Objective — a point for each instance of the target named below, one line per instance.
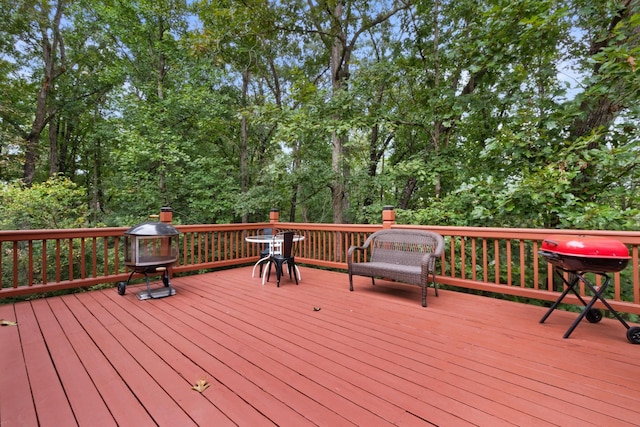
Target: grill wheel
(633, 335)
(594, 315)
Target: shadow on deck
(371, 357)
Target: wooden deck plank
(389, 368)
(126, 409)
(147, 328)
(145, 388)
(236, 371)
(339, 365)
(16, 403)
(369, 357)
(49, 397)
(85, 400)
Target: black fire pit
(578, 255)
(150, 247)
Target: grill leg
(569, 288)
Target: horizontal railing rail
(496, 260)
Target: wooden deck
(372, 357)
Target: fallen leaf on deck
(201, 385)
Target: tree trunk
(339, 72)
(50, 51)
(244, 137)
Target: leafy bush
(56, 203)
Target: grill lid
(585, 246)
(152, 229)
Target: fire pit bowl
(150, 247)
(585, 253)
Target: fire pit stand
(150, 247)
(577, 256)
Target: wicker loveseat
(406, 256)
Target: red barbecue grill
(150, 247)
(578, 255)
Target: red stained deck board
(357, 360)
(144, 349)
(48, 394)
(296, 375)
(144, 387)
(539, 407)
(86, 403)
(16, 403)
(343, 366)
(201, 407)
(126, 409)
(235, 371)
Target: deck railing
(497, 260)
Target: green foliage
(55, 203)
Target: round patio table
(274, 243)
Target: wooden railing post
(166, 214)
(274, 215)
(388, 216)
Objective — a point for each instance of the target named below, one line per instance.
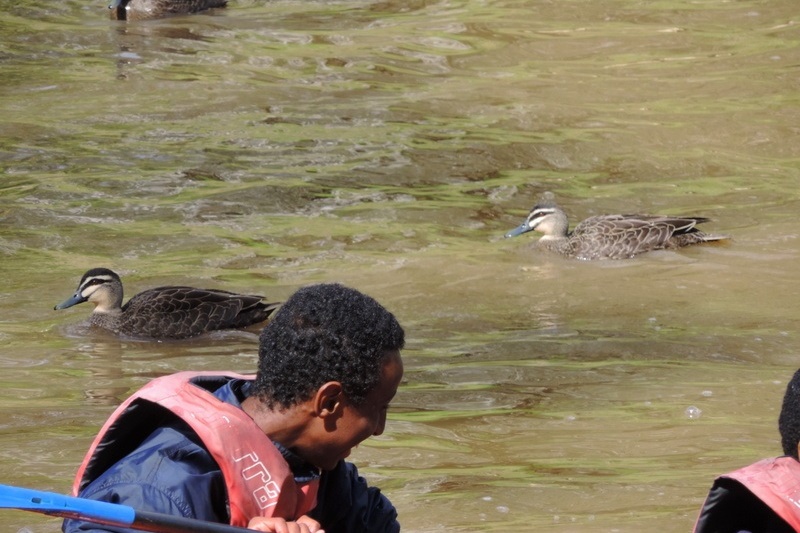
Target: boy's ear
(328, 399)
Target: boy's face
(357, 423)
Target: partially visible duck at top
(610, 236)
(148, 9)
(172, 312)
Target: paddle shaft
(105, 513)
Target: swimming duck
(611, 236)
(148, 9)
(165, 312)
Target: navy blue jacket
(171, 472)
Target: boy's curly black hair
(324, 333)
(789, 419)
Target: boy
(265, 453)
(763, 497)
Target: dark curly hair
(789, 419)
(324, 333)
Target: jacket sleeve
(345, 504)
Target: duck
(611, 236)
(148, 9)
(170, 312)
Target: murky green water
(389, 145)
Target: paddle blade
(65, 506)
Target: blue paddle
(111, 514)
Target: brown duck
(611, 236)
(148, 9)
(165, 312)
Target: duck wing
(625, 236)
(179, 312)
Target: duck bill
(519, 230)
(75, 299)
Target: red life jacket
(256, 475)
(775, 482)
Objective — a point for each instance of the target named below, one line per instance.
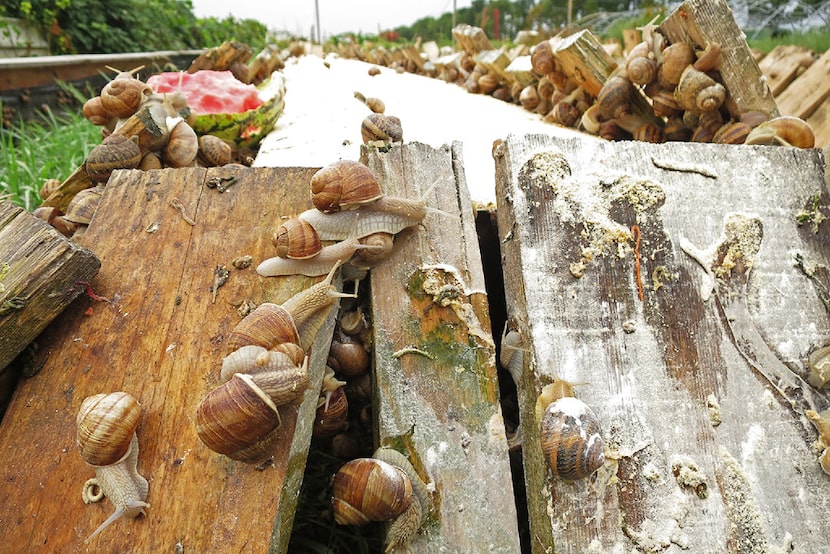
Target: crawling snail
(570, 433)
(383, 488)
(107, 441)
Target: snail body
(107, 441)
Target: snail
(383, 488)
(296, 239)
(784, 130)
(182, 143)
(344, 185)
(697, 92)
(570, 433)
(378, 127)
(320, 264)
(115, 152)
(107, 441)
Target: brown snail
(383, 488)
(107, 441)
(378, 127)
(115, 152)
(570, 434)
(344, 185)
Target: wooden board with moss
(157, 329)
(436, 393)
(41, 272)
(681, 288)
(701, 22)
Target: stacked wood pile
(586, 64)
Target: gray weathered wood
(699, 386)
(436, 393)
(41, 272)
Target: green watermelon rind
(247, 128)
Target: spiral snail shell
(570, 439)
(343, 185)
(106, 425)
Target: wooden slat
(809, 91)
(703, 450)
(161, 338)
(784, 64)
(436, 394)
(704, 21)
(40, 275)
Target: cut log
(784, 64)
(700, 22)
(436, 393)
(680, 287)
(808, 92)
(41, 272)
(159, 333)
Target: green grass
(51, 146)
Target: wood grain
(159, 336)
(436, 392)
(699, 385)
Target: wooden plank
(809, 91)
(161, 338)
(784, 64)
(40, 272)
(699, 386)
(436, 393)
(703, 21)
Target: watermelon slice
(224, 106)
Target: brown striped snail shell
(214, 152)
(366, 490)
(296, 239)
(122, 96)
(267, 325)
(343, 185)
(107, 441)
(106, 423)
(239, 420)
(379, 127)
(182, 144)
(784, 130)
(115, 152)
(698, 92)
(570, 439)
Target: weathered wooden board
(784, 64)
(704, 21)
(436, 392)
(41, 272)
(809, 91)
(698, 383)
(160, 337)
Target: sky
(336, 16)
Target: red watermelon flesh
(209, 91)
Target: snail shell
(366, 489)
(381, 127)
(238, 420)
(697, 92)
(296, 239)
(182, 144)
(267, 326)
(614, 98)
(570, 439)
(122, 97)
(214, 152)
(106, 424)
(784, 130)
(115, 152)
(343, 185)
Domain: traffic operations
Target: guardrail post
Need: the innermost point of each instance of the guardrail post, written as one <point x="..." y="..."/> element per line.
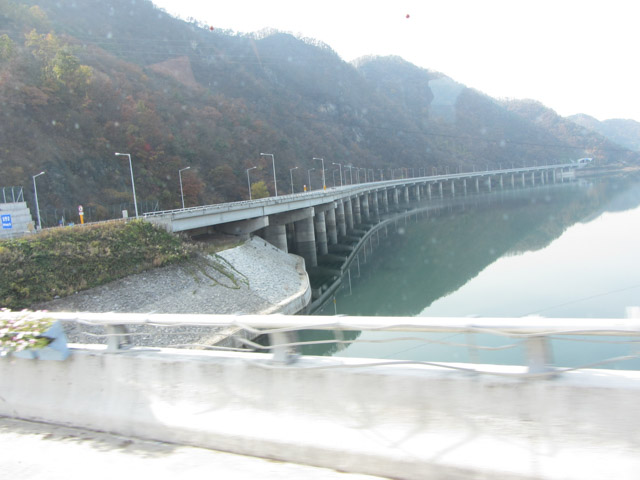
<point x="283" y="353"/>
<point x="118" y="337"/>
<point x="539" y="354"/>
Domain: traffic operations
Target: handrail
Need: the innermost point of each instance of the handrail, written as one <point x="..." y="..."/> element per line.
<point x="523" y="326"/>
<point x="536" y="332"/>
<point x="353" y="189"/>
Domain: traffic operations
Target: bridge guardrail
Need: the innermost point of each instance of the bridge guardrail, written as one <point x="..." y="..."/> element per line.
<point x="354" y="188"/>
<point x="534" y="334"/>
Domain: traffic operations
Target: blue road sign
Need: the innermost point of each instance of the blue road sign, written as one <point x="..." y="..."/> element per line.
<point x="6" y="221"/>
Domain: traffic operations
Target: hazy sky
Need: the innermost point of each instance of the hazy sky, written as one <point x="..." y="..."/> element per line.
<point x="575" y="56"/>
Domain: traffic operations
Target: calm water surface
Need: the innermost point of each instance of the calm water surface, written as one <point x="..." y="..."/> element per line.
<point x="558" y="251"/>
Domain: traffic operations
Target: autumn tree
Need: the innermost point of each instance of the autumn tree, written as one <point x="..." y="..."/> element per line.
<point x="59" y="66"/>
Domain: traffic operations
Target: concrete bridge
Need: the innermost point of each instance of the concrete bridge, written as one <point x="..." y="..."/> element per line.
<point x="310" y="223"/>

* * *

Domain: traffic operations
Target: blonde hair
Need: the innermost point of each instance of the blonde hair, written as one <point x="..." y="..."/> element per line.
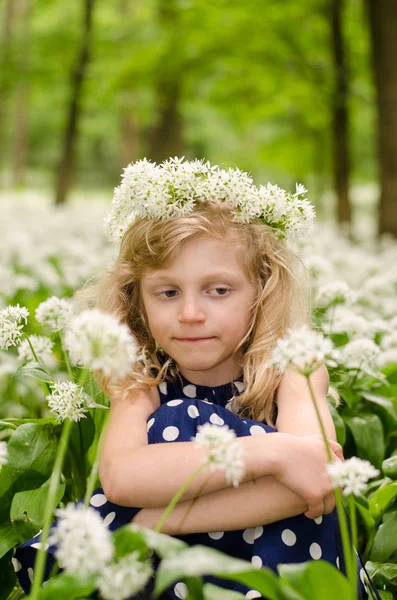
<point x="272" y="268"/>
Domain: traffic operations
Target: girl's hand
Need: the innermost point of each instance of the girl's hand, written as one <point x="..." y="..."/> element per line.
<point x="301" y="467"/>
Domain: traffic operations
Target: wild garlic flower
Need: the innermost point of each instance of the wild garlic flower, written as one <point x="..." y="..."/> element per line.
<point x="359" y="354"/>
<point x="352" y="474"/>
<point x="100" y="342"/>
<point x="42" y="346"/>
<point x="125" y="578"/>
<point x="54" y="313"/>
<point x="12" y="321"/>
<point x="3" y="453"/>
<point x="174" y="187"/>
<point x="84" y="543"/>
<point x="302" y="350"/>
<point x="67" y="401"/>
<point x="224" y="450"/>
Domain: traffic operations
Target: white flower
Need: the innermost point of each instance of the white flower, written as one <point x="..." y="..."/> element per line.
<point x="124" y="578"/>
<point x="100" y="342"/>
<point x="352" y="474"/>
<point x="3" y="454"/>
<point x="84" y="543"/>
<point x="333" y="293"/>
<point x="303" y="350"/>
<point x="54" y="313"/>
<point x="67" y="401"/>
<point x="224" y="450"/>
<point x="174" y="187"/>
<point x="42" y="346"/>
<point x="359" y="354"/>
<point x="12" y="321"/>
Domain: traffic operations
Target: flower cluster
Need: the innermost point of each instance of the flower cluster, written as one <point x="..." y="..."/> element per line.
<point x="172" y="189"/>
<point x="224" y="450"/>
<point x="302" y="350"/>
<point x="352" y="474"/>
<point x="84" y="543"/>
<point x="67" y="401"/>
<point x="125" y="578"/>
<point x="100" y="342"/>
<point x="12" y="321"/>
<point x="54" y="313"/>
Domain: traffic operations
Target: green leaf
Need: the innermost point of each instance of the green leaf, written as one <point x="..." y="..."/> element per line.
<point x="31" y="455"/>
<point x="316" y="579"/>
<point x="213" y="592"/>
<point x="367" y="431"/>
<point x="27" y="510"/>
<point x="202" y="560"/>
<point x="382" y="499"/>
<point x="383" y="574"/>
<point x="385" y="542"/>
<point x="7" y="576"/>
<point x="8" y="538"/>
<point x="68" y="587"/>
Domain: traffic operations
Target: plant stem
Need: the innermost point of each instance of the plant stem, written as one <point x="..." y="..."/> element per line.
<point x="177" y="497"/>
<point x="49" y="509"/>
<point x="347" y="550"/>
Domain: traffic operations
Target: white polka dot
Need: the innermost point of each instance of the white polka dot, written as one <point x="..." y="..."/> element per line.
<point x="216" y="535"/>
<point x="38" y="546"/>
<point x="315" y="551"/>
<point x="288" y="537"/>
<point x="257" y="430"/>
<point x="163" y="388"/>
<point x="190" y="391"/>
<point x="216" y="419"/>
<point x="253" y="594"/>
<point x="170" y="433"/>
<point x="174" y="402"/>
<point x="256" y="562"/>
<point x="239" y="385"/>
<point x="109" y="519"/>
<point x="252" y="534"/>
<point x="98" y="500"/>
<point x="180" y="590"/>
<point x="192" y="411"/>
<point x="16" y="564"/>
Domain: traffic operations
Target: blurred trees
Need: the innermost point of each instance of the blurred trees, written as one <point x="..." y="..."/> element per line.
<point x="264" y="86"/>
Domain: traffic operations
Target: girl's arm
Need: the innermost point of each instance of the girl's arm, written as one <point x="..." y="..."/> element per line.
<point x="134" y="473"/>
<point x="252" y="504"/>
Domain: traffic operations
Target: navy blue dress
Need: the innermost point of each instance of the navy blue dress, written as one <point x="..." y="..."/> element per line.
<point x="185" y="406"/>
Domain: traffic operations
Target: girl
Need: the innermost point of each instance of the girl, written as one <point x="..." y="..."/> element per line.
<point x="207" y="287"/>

### Perintah
Sebutkan jumlah baris catatan di atas yang memuat kata "calm". Jawab hanya dengan angka.

### Jawaban di bawah
2